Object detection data

※ ※ ※

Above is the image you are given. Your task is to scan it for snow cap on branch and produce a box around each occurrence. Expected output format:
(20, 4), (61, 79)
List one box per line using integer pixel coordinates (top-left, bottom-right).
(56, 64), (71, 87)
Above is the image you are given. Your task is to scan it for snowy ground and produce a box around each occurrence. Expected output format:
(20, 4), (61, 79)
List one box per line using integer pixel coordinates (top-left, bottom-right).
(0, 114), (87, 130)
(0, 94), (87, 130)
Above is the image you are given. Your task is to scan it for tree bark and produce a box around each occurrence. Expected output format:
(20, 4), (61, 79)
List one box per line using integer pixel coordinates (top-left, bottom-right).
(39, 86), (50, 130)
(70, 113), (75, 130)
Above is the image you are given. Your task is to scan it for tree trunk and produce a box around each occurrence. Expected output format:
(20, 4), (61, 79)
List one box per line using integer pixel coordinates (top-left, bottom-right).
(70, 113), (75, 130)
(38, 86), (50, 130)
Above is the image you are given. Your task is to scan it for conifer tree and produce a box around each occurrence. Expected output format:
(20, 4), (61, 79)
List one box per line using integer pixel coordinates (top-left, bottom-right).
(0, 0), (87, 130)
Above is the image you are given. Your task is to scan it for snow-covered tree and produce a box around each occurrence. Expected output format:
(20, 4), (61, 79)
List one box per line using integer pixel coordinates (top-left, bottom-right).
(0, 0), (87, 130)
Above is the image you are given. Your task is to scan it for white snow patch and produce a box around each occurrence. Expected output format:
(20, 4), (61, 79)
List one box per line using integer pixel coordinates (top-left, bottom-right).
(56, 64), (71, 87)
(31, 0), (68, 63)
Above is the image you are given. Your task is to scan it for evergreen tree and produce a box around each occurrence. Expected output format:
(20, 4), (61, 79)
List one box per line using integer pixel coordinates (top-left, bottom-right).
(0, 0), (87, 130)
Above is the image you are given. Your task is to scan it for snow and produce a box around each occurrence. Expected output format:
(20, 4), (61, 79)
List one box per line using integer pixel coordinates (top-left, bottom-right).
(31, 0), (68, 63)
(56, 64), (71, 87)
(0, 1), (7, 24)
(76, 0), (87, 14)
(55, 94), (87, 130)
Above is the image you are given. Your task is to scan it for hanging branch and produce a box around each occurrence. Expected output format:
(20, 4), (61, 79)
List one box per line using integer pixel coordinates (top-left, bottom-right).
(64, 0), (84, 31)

※ ※ ※

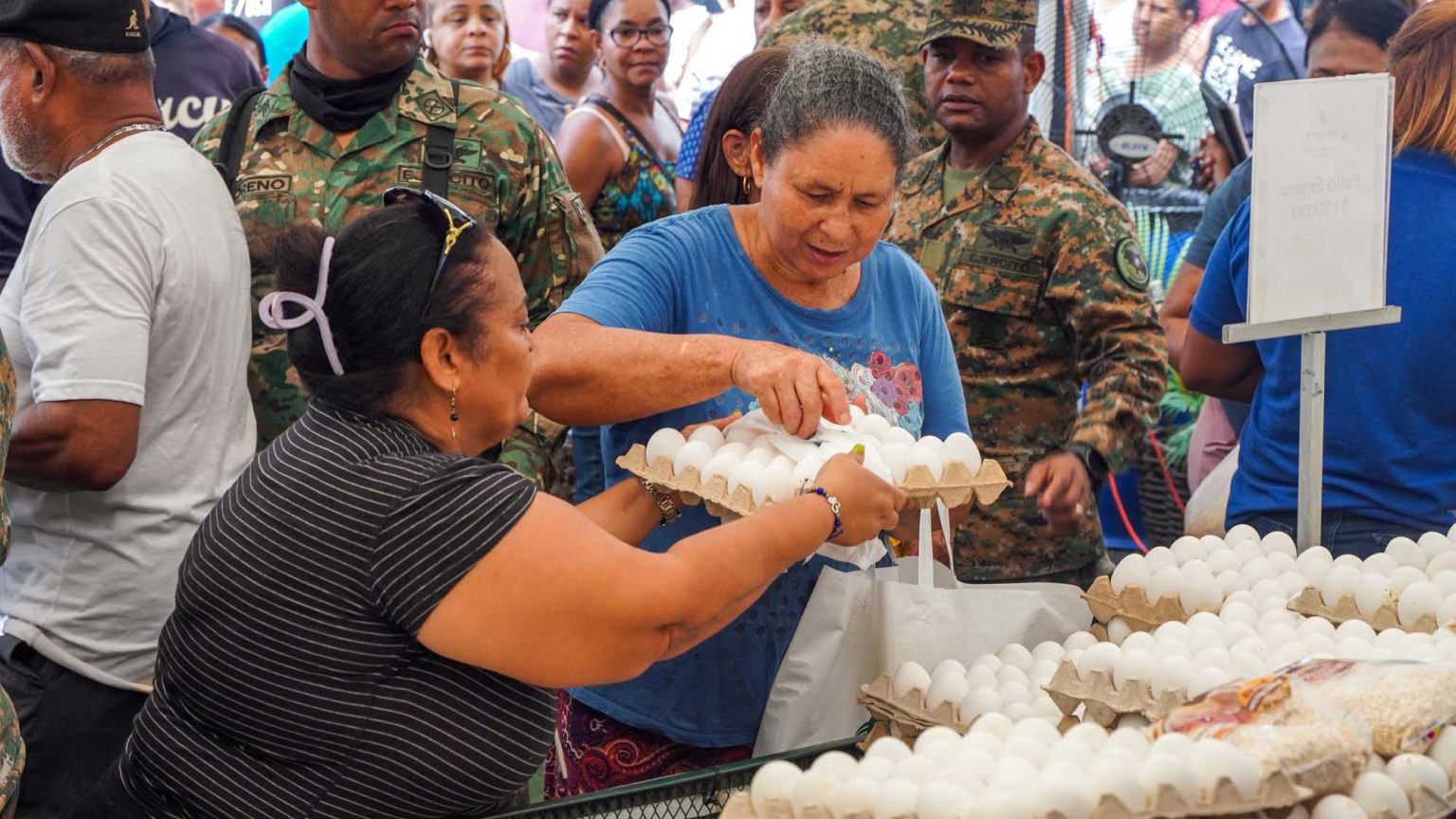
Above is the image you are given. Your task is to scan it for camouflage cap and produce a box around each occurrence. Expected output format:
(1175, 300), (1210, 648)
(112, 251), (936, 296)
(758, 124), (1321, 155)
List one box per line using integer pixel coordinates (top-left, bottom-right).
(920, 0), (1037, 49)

※ ※ ※

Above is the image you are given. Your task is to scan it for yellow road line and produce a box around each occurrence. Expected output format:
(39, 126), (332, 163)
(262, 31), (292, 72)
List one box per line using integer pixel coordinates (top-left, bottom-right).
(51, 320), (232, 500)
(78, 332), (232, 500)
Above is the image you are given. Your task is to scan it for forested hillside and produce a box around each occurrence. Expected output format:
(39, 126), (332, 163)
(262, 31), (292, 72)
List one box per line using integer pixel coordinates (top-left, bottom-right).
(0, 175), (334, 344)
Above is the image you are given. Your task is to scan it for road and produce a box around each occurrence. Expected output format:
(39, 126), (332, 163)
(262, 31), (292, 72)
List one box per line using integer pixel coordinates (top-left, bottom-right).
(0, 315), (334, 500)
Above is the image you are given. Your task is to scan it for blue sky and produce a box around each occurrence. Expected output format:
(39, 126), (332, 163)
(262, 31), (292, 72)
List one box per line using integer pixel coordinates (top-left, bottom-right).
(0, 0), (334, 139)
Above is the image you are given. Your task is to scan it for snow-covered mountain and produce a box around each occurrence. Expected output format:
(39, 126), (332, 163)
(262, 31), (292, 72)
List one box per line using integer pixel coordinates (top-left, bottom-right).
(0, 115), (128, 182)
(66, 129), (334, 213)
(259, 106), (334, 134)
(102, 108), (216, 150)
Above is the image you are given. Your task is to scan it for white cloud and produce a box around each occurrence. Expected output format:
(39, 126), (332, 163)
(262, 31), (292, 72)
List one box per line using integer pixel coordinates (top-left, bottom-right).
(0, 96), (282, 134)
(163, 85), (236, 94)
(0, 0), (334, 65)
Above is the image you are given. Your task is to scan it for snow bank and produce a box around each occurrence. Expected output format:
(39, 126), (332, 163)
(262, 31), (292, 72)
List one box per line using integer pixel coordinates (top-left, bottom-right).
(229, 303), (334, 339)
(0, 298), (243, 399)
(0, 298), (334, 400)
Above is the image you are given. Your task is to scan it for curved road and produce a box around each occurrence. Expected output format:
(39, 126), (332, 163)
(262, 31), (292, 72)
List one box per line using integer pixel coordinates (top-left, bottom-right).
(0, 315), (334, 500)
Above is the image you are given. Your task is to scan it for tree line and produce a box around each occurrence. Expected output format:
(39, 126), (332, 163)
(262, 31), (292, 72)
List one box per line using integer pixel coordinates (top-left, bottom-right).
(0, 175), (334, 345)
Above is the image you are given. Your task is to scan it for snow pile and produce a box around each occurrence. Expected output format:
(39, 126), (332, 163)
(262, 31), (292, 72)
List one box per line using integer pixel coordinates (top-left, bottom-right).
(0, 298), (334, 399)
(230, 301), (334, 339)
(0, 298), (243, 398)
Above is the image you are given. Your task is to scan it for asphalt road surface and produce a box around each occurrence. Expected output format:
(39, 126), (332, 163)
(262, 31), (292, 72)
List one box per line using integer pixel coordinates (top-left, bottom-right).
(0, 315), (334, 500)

※ ※ ※

Pick out every line in the entries above that contains the word "white" and copy each one. Case counts.

The response
Above is the image you are given. Your task is to scan it for white snow patch and produce a box around each occurrence. Expected output format:
Above is the image you are given. Your task is to scan it for white cloud and produce a box around each occurrence. Expected output format:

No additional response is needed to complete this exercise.